Excerpted records:
----------
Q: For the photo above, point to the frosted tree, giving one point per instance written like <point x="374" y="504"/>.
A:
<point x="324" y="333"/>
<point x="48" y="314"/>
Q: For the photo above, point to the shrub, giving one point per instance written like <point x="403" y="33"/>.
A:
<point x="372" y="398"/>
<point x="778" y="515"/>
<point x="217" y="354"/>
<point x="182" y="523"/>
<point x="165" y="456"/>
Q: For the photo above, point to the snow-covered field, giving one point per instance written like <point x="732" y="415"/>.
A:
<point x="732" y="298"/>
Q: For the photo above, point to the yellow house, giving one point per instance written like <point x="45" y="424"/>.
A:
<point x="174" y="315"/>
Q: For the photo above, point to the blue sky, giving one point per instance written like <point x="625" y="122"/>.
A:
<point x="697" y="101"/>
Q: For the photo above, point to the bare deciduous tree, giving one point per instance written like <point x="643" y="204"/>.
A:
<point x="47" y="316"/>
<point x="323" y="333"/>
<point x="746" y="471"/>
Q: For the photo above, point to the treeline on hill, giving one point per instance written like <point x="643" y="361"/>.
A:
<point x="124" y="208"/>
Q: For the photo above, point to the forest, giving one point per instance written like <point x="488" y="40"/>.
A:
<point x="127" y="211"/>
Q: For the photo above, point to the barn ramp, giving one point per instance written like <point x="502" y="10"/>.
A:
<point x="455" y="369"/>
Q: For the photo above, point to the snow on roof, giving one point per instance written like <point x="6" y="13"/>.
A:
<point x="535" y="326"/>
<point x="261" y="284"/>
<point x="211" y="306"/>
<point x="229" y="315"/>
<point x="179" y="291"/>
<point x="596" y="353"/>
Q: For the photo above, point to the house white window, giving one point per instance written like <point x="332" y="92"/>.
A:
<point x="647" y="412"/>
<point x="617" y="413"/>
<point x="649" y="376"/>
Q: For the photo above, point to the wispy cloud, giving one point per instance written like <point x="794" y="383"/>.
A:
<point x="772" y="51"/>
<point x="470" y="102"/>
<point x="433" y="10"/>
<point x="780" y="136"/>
----------
Activity: Extract the full listing and reproduce each line exactly.

Exercise output:
Q: For the photo above, point to the frosted tree, giving one point per instance written like <point x="374" y="504"/>.
A:
<point x="324" y="333"/>
<point x="48" y="314"/>
Q: For the photo above, point to the shrub, giving one point per instance written like <point x="403" y="33"/>.
A:
<point x="372" y="398"/>
<point x="778" y="515"/>
<point x="217" y="354"/>
<point x="182" y="523"/>
<point x="165" y="456"/>
Q: For the photo above, point to the snow-covered field, giving one point per instance written like <point x="732" y="415"/>.
A:
<point x="732" y="298"/>
Q: For the photo above, point to the yellow house, giving one point per instance written like <point x="45" y="424"/>.
A:
<point x="174" y="315"/>
Q: For the photo above, point to the blue sky, giving one point per instance written like <point x="625" y="122"/>.
A:
<point x="697" y="101"/>
Q: For the photo above, point to the bare deciduous tree, giving one point per instance written like <point x="643" y="204"/>.
A:
<point x="47" y="316"/>
<point x="323" y="333"/>
<point x="746" y="471"/>
Q: For the photo above, point to the treeline on hill, giving one point per instance written like <point x="643" y="361"/>.
A:
<point x="124" y="208"/>
Q: For the photo above, point to the forest, giving one point per instance written like <point x="488" y="40"/>.
A:
<point x="127" y="211"/>
Q: For the photo above, point to the barn ramp, giving one point per instance written like <point x="502" y="10"/>.
A:
<point x="455" y="369"/>
Q: For the photo above, point to the snow on roof, giving one point per instance written like <point x="6" y="13"/>.
A:
<point x="535" y="326"/>
<point x="261" y="284"/>
<point x="211" y="306"/>
<point x="229" y="315"/>
<point x="179" y="291"/>
<point x="596" y="353"/>
Q: For the photo above, point to the house white window, giving one point per instance written like <point x="332" y="92"/>.
A:
<point x="647" y="412"/>
<point x="617" y="413"/>
<point x="649" y="376"/>
Q: For the photo above, point to the wispy cloud, giving one point per instance written like <point x="794" y="383"/>.
A:
<point x="772" y="51"/>
<point x="470" y="102"/>
<point x="433" y="10"/>
<point x="780" y="136"/>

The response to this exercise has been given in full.